__What is needed__: Please copy the records starting at the line containing "Detect riverbank." and ending at the line containing "[0,0,970,302]", swapping "ripples" for "waves" and leaving everything else the same.

>> start

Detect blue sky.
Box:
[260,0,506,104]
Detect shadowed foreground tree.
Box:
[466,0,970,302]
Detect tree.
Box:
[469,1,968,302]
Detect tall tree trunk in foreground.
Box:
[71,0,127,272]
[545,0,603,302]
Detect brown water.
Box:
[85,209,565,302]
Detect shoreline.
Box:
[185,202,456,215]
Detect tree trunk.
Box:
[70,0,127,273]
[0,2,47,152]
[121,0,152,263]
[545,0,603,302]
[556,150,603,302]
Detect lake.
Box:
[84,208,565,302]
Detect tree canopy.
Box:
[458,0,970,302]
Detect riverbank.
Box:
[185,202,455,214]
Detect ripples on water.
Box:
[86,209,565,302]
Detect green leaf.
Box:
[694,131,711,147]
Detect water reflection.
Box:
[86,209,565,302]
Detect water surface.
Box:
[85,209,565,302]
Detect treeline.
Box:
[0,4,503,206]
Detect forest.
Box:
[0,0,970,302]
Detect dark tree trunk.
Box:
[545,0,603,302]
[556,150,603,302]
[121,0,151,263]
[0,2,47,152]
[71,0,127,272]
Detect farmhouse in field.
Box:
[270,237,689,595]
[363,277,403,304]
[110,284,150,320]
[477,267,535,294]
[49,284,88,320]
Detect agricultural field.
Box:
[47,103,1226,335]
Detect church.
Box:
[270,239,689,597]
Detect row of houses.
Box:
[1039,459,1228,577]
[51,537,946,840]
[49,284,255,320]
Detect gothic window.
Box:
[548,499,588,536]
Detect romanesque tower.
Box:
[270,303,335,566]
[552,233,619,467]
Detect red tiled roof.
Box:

>> end

__Result for this exercise__:
Detect riverbank.
Box:
[185,202,455,214]
Detect waves on water.
Box:
[86,209,565,302]
Detect green leaf.
Box:
[694,131,711,147]
Detect water reflection.
Box:
[86,209,565,302]
Detect water surface.
Box:
[85,209,565,302]
Detect treeline.
Box:
[0,4,503,206]
Detect forest.
Box:
[0,0,970,302]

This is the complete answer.